:: The task ::
Whatever comes before the line containing "# mark a point" stays out; transcribe that line and all that follow to the end of the records exactly, with no pictures.

:: Data listing ::
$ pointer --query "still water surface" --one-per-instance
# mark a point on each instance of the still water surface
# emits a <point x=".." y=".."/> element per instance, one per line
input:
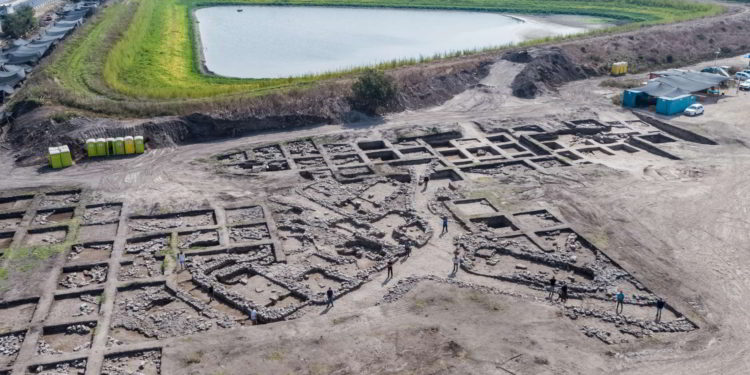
<point x="283" y="41"/>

:: Written answer ::
# mark a point on each instance of the still water surface
# emits a <point x=".." y=".."/> element per instance, one per line
input:
<point x="283" y="41"/>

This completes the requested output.